- Kutipan Dokumen -
....................

Juru Bicara Satuan Tugas (satgas) Penanganan Covid-19 Wiku Bakti Bawono Adisasmito di Jakarta, Selasa (18/5/2021) mengatakan, seluruh pelaku perjalanan perlu melakukan karantina setidaknya 5x24 jam setelah kembali dari kampung halaman selama libur Lebaran. Agar proses karantina ini berjalan secara efektif, satgas di daerah diminta untuk melakukan pemantauan secara ketat.
Selain itu, jika ditemukan keberadaan kasus positif Covid-19 agar segera lapor ke posko pengamanan. Menurut dia, upaya pengendalian Covid-19 di negara yang besar seperti Indonesia tidak hanya bisa dilakukan oleh pemerintah pusat saja, melainkan butuh peran aktif dari pemerintah daerah.

....................

- Data Hasil Ekstraksi -
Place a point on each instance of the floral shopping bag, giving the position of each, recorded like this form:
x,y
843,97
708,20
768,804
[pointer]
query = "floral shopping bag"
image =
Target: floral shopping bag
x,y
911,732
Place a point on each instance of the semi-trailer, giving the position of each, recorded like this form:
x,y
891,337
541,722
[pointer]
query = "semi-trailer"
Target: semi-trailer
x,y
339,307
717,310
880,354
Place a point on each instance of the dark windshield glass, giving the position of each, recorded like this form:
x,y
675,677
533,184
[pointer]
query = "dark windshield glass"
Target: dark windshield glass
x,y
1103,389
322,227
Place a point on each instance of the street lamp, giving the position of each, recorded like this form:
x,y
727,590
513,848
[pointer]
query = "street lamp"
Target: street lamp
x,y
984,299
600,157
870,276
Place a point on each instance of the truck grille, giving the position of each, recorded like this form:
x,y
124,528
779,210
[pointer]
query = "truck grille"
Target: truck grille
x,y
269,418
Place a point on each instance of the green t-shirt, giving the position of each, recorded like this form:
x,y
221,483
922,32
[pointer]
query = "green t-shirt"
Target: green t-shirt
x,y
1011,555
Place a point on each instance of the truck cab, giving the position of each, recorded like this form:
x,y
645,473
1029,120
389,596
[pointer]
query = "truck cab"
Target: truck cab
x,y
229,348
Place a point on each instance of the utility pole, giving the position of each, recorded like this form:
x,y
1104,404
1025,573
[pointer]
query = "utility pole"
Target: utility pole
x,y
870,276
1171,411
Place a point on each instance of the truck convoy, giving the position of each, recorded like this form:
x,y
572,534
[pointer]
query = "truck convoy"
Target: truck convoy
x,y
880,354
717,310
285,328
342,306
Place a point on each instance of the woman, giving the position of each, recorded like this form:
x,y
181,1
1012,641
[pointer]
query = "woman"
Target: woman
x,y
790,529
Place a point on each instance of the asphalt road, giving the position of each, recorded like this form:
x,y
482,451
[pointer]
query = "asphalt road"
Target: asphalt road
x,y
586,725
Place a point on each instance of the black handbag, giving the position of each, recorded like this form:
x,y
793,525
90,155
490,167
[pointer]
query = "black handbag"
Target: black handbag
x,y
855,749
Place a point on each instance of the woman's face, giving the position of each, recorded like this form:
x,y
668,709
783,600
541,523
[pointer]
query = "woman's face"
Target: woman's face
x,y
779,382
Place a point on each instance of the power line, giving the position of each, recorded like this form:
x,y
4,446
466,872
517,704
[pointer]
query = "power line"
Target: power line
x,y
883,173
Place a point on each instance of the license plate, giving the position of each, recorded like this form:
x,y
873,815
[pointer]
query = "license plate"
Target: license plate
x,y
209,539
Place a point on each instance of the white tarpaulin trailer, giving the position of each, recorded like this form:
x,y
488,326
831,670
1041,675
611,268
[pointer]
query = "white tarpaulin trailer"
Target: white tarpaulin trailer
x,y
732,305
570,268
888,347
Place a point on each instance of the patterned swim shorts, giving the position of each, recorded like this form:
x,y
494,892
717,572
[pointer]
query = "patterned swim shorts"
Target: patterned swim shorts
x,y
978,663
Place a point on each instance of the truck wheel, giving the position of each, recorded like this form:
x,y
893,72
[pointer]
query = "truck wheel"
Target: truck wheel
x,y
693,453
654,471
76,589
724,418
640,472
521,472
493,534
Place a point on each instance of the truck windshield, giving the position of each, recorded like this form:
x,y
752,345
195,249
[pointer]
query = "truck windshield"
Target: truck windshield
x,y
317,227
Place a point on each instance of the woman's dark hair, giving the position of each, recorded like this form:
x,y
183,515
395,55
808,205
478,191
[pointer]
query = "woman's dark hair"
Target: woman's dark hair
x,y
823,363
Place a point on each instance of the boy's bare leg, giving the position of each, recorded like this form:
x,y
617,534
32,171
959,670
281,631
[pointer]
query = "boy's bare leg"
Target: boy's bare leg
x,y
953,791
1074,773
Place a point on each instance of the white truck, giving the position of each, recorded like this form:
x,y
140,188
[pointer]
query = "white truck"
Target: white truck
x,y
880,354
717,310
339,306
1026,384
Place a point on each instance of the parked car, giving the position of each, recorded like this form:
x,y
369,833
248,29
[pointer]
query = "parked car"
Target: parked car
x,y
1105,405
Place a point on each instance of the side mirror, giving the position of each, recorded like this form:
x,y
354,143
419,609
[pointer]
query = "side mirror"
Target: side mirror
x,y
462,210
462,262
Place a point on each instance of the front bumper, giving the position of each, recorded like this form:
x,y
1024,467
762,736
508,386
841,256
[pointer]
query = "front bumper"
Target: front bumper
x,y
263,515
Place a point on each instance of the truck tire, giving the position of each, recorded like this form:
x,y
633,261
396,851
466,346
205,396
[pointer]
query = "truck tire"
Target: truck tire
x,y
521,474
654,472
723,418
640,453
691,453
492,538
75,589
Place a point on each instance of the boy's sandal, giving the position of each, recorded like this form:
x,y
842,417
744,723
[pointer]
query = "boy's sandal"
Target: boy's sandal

....................

- Terapkan Isi Bacaan -
**a)** Tolong tentukan apakah setiap pernyataan berikut sesuai dengan kutipan tentang karantina setelah libur Lebaran. Jawab ya atau tidak, lalu kutip kata-kata penentunya persis dari kutipan itu. (i) Pelaku perjalanan perlu dikarantina setidaknya 5x24 jam setelah kembali dari kampung halaman. (ii) Menurut juru bicara, pengendalian Covid-19 di Indonesia cukup ditangani pemerintah pusat. (iii) Kasus positif Covid-19 yang ditemukan harus dilaporkan ke rumah sakit terdekat.
**b)** Tuliskan lanjutan kutipan tentang karantina setelah libur Lebaran, dimulai sesudah kalimat terakhirnya.

- Jawaban yang Diberikan -
**a)**
(i) Ya: "seluruh pelaku perjalanan perlu melakukan karantina setidaknya 5x24 jam setelah kembali dari kampung halaman selama libur Lebaran"
(ii) Tidak: "tidak hanya bisa dilakukan oleh pemerintah pusat saja, melainkan butuh peran aktif dari pemerintah daerah"
(iii) Tidak: "agar segera lapor ke posko pengamanan"

**b)**
“Pemerintah daerah diharapkan dapat mengimplementasikan kebijakan yang sudah ditentukan. Keberhasilan penanganan Covid-19 di suatu daerah amat bergantung dari peran strategis satgas di daerah,” tutur Wiku.
Ia menambahkan, langkah mitigasi penanganan Covid-19 di setiap daerah perlu disesuaikan dengan karakteristik geografis, sosial kemasyarakatan, serta budaya masyarakat setempat. Oleh sebab itu, satgas penanganan Covid-19 di daerah perlu mendorong masyarakat di wilayahnya untuk mendukung penanganan Covid-19 dengan mematuhi peraturan dan menjalankan skenario pengendalian sesuai zonasi RT.
Keberhailan penanganan Covid-19 di suatu daerah amat bergantung dari peran strategis satgas di daerah.
Laporan harian Satgas Penganan Covid-19 mencatat pada 18 Mei 2021 terdapat penambahan kasus baru terkonfirmasi positif Covid-19 sebanyak 4.185 kasus dengan 172 kematian. Adapun kasus aktif yang tercatat sebanyak 87.514 kasus.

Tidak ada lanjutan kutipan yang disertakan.